§ What is required
Rewrite the data from the line with "Query: driver side window" up to and including the line with "182 94 L 181", requests included. Multiply every coordinate in the answer paths by 2.5 and round to whole numbers, rounding halves up, but leave the requests and their sample paths unchanged.

-- Start Dataset excerpts --

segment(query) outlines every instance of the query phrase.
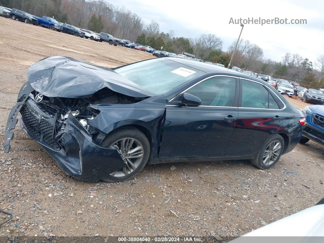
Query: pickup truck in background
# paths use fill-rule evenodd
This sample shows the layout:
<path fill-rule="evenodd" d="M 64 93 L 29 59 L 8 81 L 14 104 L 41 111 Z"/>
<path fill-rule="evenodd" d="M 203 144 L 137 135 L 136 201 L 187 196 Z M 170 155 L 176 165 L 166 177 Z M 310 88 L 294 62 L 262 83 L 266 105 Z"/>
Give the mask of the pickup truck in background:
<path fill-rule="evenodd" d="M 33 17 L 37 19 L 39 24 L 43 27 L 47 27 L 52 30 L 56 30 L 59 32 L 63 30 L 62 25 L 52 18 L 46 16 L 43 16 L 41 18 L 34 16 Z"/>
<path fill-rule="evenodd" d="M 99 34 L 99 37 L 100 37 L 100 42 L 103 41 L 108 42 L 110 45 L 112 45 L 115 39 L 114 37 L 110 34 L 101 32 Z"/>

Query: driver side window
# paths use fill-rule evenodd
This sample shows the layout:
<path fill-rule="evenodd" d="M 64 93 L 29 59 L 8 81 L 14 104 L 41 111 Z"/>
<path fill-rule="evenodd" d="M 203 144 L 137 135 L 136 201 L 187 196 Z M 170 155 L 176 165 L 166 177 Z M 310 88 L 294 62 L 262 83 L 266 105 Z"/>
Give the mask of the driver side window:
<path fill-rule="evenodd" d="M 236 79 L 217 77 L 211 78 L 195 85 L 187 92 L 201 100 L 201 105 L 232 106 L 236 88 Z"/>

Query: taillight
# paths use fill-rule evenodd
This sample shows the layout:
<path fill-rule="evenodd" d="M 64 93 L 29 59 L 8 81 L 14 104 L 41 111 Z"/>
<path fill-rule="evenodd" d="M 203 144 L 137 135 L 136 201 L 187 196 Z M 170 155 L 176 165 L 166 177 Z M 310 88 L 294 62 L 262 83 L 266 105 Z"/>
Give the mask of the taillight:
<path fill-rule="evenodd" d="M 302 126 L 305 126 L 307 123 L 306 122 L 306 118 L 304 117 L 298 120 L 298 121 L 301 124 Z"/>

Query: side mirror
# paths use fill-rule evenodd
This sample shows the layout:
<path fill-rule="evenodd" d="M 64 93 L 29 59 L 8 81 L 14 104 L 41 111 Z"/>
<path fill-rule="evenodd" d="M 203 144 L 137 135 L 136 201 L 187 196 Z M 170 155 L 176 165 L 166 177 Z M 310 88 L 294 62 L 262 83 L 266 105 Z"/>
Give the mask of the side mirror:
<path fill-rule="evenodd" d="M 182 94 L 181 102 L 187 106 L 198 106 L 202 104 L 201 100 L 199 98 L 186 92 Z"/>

-- End Dataset excerpts --
-- Start Dataset excerpts --

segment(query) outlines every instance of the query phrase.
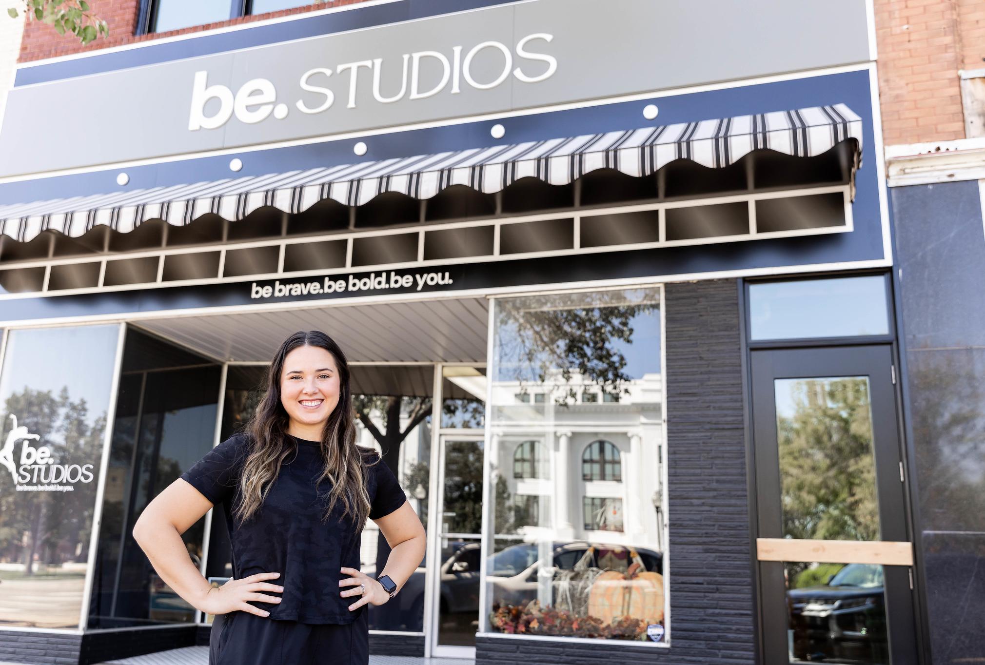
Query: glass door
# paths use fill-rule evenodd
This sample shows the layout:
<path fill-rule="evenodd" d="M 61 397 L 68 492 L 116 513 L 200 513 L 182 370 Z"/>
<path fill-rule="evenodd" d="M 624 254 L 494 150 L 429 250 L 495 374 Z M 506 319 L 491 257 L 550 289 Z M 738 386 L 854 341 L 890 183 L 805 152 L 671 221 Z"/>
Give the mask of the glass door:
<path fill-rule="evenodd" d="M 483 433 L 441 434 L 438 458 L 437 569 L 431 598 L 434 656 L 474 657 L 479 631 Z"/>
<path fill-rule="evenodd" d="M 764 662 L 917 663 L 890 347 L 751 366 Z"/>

-- End Dataset excerpts --

§ Result of the task
Query: driver side window
# paths use fill-rule evenodd
This sample shows the layout:
<path fill-rule="evenodd" d="M 64 93 L 29 59 L 8 81 L 14 104 L 41 111 Z"/>
<path fill-rule="evenodd" d="M 203 144 L 137 135 L 136 201 L 187 196 Z M 170 155 L 176 165 L 166 177 Z M 310 88 L 294 62 L 262 83 L 266 105 Z"/>
Give the mask of the driver side window:
<path fill-rule="evenodd" d="M 590 198 L 543 193 L 528 195 L 488 213 L 468 230 L 503 250 L 503 263 L 580 265 L 590 220 Z"/>

Query: taillight
# paths use fill-rule evenodd
This sample shows the layout:
<path fill-rule="evenodd" d="M 64 93 L 29 59 L 8 81 L 14 104 L 41 111 Z"/>
<path fill-rule="evenodd" d="M 203 144 L 137 135 L 136 201 L 187 196 Z M 170 155 L 176 165 L 166 177 Z M 310 88 L 294 62 L 262 83 L 266 105 Z"/>
Give the mask of the taillight:
<path fill-rule="evenodd" d="M 755 315 L 763 315 L 768 308 L 765 305 L 765 295 L 760 293 L 745 300 L 745 303 L 753 310 Z"/>

Query: side mirror
# paths use fill-rule evenodd
This sample shows the layout:
<path fill-rule="evenodd" d="M 64 93 L 29 59 L 8 81 L 14 104 L 41 111 Z"/>
<path fill-rule="evenodd" d="M 203 144 L 137 135 L 136 201 L 187 196 Z M 170 155 L 176 165 L 166 177 Z M 310 88 L 294 62 L 262 83 L 266 105 Z"/>
Give the mask of the side mirror:
<path fill-rule="evenodd" d="M 455 235 L 453 255 L 468 265 L 495 265 L 505 260 L 503 250 L 498 245 L 465 230 Z"/>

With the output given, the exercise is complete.